▶ Consigne écrite 1
Réécrivez le passage du texte sur le documentaire Llik Your Idols qui commence aux mots « ImpaKt, observatoire privilégié » et s’achève après « underground Nick Zedd. », en remplaçant « jeudi » par « vendredi ».
▶ Consigne écrite 2
Poursuivez le texte consacré au documentaire Llik Your Idols en reprenant après sa dernière phrase.

▶ Texte fourni
# # # # # # #
ImpaKt, observatoire privilégié de la création actuelle et émergente présentait à l’Institut National d’Histoire de l’Art en ce jeudi de manifestation sociale le premier documentaire d’Angélique Bosio, Llik Your Idols, pour inaugurer sa programmation de 2009 intitulée « Violences critiques ». Le jour était propice pour revenir sur le travail de ces artistes contestataires new-yorkais des années 1980, initiateurs de ce qui fut théorisé comme le cinéma de la transgression par le réalisateur de films underground Nick Zedd.
Dans la lignée du courant musical New Wave, ces jeunes créateurs pluridisciplinaires s’insurgent contre la politique de Reagan et le cinéma formaliste. Ils renversent les codes établis, transgressent les règles en mettant en scène dans leurs films de véritables déchaînements de violence, de drogue et de sexe. Le titre de ce documentaire est assez évocateur. Llik Your Idols est l’anagramme de kill your idols, le fameux slogan que l’on retrouvait sur les tee-shirts représentant le Christ ou plus tard Kurt Cobain, portés par les jeunes adolescents rebelles. Lick c’est aussi lécher ou faire de la lèche en français, explique également la réalisatrice amusée.
# # # # # # #
▶ Données disponibles
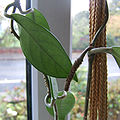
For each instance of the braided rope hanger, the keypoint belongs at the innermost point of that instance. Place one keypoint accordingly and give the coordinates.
# # # # # # #
▶ Réponse attendue 1
ImpaKt, observatoire privilégié de la création actuelle et émergente présentait à l’Institut National d’Histoire de l’Art en ce vendredi de manifestation sociale le premier documentaire d’Angélique Bosio, Llik Your Idols, pour inaugurer sa programmation de 2009 intitulée « Violences critiques ». Le jour était propice pour revenir sur le travail de ces artistes contestataires new-yorkais des années 1980, initiateurs de ce qui fut théorisé comme le cinéma de la transgression par le réalisateur de films underground Nick Zedd.

▶ Réponse attendue 2
Réaliser un tel document semble être avant tout pour l’auteur une façon de rendre hommage à ces artistes qui furent ses propres idoles. On retrouve au fil de ce film les témoignages de certaines figures de ce courant artistique comme l’exubérante réalisatrice, chanteuse et performeuse Lydia Lunch, le photographe et réalisateur Richard Kern, les peintres David West et John Coleman, ou d’autres témoins comme Thurston Moore, le chanteur et guitariste du groupe Sonic Youth et l’historien Jack Sargent. Leurs récits sont émaillés d’extraits de films illustrant leur propos, de bribes d’archives. Tour à tour chacun revient sur son implication, son engagement, ses relations avec les autres. La réalisatrice insiste sur le fait qu’il ne s’agissait pas à proprement parler d’un mouvement. Dans une même vision artistique, ils s’entraidaient en collaborant à divers projets. Les réflexions de Jack Sargeant, auteur de Deathtripping the Cinema of Transgression permettent en contrepoint de prendre un certain recul et d’inscrire ces artistes dans leur contexte en évitant l’usage d’une voix-off qui aurait sans doute alourdi le propos.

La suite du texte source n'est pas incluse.